**PROBLEM**: Could you arrange the lines as a numbered list, starting with the first line and ending with the line containing "pixel 182 20", both included and blank lines omitted?

[Some records]

■ ■ ■ ■ ■ ■ ■

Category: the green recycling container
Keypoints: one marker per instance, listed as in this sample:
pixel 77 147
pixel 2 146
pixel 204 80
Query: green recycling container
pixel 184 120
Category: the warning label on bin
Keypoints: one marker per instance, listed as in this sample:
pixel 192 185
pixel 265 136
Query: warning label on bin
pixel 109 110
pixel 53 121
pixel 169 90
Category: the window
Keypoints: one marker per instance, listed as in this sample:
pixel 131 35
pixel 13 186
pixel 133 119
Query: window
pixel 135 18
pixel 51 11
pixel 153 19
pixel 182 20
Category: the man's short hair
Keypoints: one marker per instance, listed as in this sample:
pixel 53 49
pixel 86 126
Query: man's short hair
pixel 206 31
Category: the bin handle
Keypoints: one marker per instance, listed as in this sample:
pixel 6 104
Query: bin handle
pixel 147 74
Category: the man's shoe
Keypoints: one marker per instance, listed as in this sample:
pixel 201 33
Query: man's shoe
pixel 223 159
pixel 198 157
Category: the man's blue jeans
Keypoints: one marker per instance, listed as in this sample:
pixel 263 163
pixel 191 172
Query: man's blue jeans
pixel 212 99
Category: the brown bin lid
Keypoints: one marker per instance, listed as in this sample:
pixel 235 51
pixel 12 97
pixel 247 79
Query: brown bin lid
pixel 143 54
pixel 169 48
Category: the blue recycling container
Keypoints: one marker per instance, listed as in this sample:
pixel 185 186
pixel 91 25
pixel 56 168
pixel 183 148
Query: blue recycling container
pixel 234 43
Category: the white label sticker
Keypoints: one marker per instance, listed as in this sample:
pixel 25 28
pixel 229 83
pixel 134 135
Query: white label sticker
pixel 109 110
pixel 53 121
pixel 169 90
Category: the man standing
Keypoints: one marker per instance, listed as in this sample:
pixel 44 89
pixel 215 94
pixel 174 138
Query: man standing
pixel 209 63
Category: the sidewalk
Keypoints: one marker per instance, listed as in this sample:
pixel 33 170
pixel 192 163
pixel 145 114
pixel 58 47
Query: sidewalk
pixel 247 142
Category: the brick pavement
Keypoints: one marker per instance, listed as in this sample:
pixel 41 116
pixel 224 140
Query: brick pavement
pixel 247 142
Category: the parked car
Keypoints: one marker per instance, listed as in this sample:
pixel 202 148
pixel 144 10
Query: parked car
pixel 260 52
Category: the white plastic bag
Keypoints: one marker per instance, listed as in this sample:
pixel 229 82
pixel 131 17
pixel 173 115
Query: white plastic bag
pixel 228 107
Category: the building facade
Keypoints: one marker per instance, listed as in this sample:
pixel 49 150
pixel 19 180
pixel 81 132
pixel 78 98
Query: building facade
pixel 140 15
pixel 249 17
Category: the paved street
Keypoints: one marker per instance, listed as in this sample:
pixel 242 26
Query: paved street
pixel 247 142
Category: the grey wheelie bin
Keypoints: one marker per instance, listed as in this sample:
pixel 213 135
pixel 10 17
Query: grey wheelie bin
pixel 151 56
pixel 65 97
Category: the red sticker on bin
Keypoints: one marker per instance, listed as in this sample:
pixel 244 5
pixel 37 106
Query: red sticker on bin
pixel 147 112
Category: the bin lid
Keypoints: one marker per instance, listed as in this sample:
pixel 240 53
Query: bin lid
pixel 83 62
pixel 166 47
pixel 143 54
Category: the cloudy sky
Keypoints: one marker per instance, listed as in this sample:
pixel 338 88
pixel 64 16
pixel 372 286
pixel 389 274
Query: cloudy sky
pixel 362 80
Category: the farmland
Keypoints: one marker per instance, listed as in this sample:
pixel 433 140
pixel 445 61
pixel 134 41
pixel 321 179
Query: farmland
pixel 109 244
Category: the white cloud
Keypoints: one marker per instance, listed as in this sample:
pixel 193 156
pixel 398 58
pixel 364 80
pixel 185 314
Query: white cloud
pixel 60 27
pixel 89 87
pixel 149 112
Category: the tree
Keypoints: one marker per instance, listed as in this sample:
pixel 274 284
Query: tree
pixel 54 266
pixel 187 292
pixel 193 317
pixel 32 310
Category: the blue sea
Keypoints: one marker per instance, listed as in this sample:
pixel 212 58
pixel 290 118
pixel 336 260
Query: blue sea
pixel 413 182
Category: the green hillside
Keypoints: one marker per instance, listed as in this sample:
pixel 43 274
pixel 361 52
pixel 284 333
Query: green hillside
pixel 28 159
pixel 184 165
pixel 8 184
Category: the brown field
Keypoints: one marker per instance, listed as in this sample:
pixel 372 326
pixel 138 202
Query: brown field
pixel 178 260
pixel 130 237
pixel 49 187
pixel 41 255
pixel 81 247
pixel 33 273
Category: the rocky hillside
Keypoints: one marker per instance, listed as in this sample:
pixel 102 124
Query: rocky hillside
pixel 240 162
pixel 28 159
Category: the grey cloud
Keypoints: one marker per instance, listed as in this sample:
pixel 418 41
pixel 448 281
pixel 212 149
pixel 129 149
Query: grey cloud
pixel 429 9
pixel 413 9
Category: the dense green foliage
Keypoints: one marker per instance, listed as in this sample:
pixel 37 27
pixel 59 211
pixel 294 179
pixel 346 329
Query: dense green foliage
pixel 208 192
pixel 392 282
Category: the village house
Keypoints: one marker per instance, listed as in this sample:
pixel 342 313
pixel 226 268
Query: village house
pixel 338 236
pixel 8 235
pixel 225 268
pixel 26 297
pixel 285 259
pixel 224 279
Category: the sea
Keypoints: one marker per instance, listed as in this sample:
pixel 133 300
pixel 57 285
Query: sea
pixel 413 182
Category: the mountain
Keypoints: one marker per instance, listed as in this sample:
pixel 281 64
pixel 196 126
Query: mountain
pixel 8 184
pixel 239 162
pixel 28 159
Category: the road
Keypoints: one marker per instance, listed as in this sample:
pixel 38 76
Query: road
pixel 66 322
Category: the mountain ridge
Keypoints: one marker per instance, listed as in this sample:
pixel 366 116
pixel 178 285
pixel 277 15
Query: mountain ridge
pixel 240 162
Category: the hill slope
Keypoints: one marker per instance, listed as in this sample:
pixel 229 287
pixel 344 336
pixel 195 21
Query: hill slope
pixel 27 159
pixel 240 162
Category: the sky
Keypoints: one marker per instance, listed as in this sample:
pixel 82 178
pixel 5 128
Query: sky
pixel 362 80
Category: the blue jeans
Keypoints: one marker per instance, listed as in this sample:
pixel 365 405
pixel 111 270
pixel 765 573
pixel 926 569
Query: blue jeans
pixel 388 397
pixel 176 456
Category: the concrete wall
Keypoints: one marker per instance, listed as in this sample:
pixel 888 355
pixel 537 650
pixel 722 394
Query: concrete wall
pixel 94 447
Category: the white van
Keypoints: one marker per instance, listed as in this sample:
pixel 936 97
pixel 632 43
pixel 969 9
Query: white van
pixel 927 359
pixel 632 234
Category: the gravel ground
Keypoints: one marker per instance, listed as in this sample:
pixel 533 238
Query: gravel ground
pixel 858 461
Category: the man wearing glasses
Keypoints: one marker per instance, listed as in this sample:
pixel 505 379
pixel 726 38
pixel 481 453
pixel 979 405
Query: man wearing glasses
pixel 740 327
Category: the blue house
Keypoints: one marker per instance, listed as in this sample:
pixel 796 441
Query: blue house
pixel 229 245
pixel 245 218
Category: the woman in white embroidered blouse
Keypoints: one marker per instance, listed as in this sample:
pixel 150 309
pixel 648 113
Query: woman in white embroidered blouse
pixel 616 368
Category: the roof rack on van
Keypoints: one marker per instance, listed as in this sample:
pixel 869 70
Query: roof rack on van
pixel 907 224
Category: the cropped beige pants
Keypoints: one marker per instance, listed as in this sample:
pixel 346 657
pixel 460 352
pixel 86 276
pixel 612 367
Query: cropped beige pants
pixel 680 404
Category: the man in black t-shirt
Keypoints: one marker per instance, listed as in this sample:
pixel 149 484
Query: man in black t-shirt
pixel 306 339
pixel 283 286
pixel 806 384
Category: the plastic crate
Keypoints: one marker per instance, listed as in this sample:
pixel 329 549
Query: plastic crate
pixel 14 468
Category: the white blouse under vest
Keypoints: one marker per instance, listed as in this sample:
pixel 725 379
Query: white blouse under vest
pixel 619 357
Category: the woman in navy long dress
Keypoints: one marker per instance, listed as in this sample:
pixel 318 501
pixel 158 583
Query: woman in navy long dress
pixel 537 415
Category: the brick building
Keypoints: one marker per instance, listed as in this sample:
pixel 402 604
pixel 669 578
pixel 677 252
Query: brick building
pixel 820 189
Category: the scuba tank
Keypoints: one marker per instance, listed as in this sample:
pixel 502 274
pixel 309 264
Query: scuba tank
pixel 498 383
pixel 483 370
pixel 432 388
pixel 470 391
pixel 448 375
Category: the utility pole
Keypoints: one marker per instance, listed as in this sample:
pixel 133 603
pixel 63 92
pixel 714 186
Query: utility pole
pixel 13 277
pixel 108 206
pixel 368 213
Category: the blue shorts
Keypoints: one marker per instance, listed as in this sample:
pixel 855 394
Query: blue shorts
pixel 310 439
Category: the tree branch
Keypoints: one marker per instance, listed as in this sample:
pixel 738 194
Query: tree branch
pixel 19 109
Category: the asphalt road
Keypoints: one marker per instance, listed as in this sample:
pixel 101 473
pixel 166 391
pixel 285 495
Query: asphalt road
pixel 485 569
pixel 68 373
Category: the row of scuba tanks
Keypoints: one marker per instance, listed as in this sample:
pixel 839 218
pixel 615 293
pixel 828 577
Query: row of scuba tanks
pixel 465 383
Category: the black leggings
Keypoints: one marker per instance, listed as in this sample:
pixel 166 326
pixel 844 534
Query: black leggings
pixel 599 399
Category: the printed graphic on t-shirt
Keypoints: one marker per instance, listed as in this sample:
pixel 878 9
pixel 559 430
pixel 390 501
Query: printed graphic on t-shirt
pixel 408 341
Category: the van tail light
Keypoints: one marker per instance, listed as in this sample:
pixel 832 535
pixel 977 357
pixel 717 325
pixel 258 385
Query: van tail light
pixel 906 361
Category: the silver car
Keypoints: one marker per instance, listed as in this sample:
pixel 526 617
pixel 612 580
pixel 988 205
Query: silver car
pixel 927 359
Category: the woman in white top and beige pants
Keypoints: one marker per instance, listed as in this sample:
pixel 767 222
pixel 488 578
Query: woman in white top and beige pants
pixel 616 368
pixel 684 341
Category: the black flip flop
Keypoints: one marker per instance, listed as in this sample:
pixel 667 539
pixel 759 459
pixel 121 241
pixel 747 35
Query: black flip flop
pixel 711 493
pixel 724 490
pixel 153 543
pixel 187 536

■ ■ ■ ■ ■ ■ ■

**EXERCISE OUTPUT**:
1. Category: the green recycling container
2. Keypoints: one marker per instance, listed as in this sample:
3. pixel 77 147
4. pixel 2 146
5. pixel 204 80
6. Query: green recycling container
7. pixel 184 120
8. Category: the warning label on bin
9. Keypoints: one marker per instance, listed as in this sample:
10. pixel 192 185
11. pixel 265 136
12. Query: warning label on bin
13. pixel 109 110
14. pixel 53 121
15. pixel 169 90
16. Category: the window
17. Keypoints: one marker per instance, listed as in this sample:
18. pixel 131 35
19. pixel 13 186
20. pixel 133 119
21. Query: window
22. pixel 135 18
23. pixel 51 11
24. pixel 153 19
25. pixel 182 20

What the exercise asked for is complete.